_ÜBUNGSAUFGABE 1_
Trage alle Zeilen der Datensätze ohne Leerzeilen in eine Markdown-Tabelle mit den Spalten „Nr.“ und „Zeile“ ein. Die Bilder lässt du in der Antwort weg.

Berlin – CDU und SPD sind sich derzeit in vielen wichtigen politischen Fragen nicht ganz grün. Was in so ziemlich jeder Bundestagsdebatte offen zutage tritt, wurde auch in der ARD-Sendung „Maischberger“ überdeutlich. Denn im Gespräch mit Moderatorin Sandra Maischberger stritten sich SPD-Generalsekretär Kevin Kühnert und Jens Spahn, stellvertretender Fraktionsvorsitzender der CDU, über ihre innen- und außenpolitischen Ansichten.

Jens Spahn (l.) und Kevin Kühnert sitzen nebeneinander und gestikulieren
Streitgespräch mit spätem Höhepunkt: Jens Spahn (l.) und Kevin Kühnert sind in vielen Themen unterschiedlicher Meinung. © Screenshot ARD

Kühnert und Spahn bei Maischberger: SPD- und CDU-Politiker streiten über Rolle im Ukraine-Krieg

Ganz am Ende nannte der einstige Juso-Vorsitzende seinen Duzfreund sogar „Pappkamerad“. Da drehte sich bereits seit Minuten alles um den Ukraine-Krieg, die Kriegstreiberei von Wladimir Putin, den Einsatz von Olaf Scholz für den Frieden, die scheinbar ewige Debatte um Taurus-Lieferungen und die Aussage von SPD-Fraktionschef Rolf Mützenich, ob nicht auch mal über ein Einfrieren des Kriegs nachgedacht werden sollte.

Der Weg bis dahin ist jedoch auch an diesem Abend lang und so tauschen Kühnert und Spahn zunächst ihre teilweise fundamental differierenden Ansichten zum Bürgergeld sowie zur Rente der Zukunft aus. Beim CDU-Vorschlag zu schnelleren Sanktionen beim Hartz-IV-Nachfolger zweifelt Kühnert etwa daran, ob sich diese Maßnahmen mit dem Grundgesetz vereinbaren lassen.

Während Spahn das Hauptproblem bei diesem Thema benennt: „Ich bin jetzt schon ein paar Jahre in politischer Verantwortung. Und ich habe noch nie erlebt, dass die Erhöhung einer Sozialleistung – wie das beim Bürgergeld passiert ist – zu so viel Unmut und Frust geführt hat.“ Zudem hält der ehemalige Gesundheitsminister fest: „Es geht um das Gerechtigkeitsempfinden in diesem Land und das ist schwer gestört.“ Wichtig sei, dass sich Leistung wieder lohne.

_BEREITGESTELLTES MATERIAL_
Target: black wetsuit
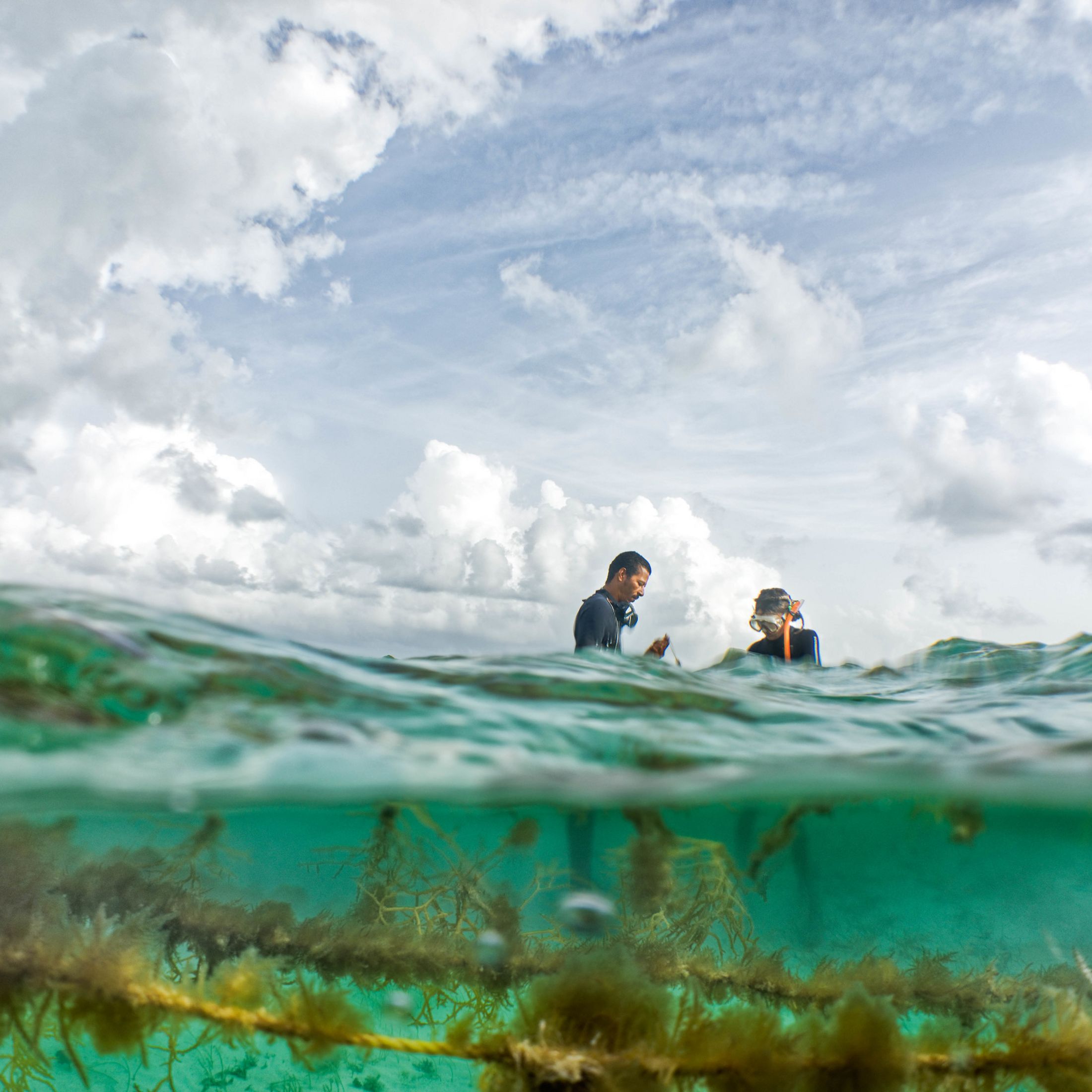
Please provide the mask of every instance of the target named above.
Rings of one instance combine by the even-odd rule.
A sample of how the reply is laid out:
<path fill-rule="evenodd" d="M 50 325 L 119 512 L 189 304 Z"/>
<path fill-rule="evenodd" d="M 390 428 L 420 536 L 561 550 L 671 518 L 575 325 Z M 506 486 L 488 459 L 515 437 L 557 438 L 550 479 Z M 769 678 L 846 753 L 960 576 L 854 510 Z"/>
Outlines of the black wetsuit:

_ÜBUNGSAUFGABE 2_
Fasse den Absatz im Textauszug, der mit „Der Weg bis dahin“ beginnt, in höchstens zwei Sätzen kürzer und behalte dabei seine wichtigsten Fakten bei.

_LÖSUNG 1_
| Nr. | Zeile |
|---|---|
| 1 | Target: black wetsuit |
| 2 | Please provide the mask of every instance of the target named above. |
| 3 | Rings of one instance combine by the even-odd rule. |
| 4 | A sample of how the reply is laid out: |
| 5 | <path fill-rule="evenodd" d="M 50 325 L 119 512 L 189 304 Z"/> |
| 6 | <path fill-rule="evenodd" d="M 390 428 L 420 536 L 561 550 L 671 518 L 575 325 Z M 506 486 L 488 459 L 515 437 L 557 438 L 550 479 Z M 769 678 L 846 753 L 960 576 L 854 510 Z"/> |
| 7 | Outlines of the black wetsuit: |

_LÖSUNG 2_
Kühnert und Spahn tauschen zunächst ihre teils grundlegend unterschiedlichen Ansichten zum Bürgergeld und zur künftigen Rente aus. Beim CDU-Vorschlag schnellerer Sanktionen beim Hartz-IV-Nachfolger bezweifelt Kühnert, dass diese mit dem Grundgesetz vereinbar sind.